Reading text:
0

I am attempting to use a targets workflow in my R project. I am attempting to download water quality data using the dataRetrieval package. In a fresh R session this works:

dataRetrieval::readWQPdata(siteid="USGS-04024315",characteristicName="pH")

To use this in targets, I have the following _targets.R file:

library(targets)

tar_option_set(packages = c("dataRetrieval"))

list(
  tar_target(
    name = wqp_data,
    command = readWQPdata(siteid="USGS-04024315",characteristicName="pH"),
    format = "feather",
    cue = tar_cue(mode = "never")
  )
)

when I run tar_make() the following is returned:

* start target wqp_data
No internet connection.

Prompt A:
Set down the part of the dataRetrieval post that begins with the words containing "I am attempting to use" and ends with "library(targets)".
Prompt B:
Decide whether each statement agrees with the dataRetrieval post. Answer yes or no, and quote the words that decide it.
(i) The readWQPdata call works in a fresh R session.
(ii) The target stores its data in the "parquet" format.
(iii) Running tar_make() reports that there is no internet connection.
Prompt C:
Continue the dataRetrieval post from the point where it stops.
The records that follow the dataRetrieval post come from a different source.

Stored records
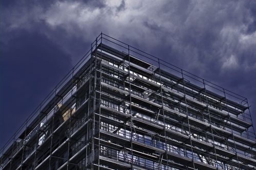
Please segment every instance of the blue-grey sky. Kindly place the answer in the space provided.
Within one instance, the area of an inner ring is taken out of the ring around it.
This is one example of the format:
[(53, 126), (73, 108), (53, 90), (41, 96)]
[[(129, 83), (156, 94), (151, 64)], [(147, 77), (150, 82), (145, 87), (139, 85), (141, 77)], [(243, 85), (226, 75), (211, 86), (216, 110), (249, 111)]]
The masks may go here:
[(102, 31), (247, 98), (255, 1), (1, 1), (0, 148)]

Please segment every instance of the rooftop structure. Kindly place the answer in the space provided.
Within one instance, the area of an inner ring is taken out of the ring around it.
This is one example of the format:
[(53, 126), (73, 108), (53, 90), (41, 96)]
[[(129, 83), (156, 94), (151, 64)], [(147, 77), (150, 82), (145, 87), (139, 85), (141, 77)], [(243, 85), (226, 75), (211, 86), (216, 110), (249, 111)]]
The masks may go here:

Answer area A:
I am attempting to use a targets workflow in my R project. I am attempting to download water quality data using the dataRetrieval package. In a fresh R session this works:

dataRetrieval::readWQPdata(siteid="USGS-04024315",characteristicName="pH")

To use this in targets, I have the following _targets.R file:

library(targets)

Answer area B:
(i) Yes: "In a fresh R session this works:"
(ii) No: "format = "feather","
(iii) Yes: "No internet connection."

Answer area C:
The following url returned no data:

https://www.waterqualitydata.us/data/Result/search?siteid=USGS-04024315&characteristicName=pH&zip=yes&mimeType=tsv
x error target wqp_data
* end pipeline
Error : attempt to set an attribute on NULL
Error: callr subprocess failed: attempt to set an attribute on NULL
Visit https://books.ropensci.org/targets/debugging.html for debugging advice.
Run `rlang::last_error()` to see where the error occurred.

I have attempted debugging using tar_option_set(debug = "wqp_data") or tar_option_set(workspace_on_error = TRUE) but outside of isolating the error to readWQPdata() didn't get anywhere.

I also had success using curl directly in targets so I do not think it is my actual internet connection:

list(
  tar_target(
    name = wqp_data,
    command = {con <- curl::curl("https://httpbin.org/get")
    readLines(con)
    close(con)}
  )
)

tar_make()
* start target wqp_data
* built target wqp_data
* end pipeline

Any advice on how to diagnose the connection issue when using these two packages?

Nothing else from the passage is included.